**Work order**
For every line of the material below, check for the string "rubber" and return the line if it is there.

**Exercise data**
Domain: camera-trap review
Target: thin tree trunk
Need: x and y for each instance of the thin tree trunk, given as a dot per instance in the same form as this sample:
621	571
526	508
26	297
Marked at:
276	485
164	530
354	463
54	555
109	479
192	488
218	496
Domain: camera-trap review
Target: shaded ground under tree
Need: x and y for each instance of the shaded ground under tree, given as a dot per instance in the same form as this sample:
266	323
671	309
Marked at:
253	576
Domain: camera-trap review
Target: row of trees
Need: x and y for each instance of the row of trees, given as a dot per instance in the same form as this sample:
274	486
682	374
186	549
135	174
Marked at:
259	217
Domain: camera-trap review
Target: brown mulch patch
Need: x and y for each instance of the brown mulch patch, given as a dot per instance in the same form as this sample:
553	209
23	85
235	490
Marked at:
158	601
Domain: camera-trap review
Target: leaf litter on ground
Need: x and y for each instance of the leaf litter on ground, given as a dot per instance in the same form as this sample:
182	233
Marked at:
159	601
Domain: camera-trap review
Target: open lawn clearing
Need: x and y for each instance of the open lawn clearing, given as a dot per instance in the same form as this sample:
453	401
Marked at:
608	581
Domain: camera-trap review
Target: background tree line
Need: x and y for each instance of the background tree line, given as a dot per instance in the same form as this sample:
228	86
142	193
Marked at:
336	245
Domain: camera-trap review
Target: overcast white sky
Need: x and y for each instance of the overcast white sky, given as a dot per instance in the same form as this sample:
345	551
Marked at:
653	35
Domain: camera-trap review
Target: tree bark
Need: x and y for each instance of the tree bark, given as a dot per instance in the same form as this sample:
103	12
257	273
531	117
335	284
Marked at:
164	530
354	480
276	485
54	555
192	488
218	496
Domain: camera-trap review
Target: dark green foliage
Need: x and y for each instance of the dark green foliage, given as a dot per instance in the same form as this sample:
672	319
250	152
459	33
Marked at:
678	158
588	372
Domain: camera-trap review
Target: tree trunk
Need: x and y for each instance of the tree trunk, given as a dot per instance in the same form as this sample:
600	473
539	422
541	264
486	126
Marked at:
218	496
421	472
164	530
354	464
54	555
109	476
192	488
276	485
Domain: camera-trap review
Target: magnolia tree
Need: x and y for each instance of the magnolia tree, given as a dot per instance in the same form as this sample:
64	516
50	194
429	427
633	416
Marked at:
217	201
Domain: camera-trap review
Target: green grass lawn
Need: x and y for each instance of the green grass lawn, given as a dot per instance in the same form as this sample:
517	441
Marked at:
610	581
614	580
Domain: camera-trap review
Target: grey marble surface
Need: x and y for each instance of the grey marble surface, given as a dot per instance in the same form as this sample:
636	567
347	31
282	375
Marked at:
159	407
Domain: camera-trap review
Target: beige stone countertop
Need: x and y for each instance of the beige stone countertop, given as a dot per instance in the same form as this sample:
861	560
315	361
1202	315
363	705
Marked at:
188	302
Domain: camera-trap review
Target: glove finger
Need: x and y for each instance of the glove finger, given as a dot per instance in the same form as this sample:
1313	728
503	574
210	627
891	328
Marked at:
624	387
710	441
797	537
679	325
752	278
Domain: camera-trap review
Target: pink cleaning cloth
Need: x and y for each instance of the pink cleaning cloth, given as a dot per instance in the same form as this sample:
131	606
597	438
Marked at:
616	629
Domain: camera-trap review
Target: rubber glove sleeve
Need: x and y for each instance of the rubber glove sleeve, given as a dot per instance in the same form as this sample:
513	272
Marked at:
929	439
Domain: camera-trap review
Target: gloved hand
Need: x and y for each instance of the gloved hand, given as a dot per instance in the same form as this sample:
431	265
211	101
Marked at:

**Reply to the exercise**
Target: rubber glove sleeve
Need: x and y for each instance of the rubber glove sleeve, given as a dot per instance in the same form as this sample:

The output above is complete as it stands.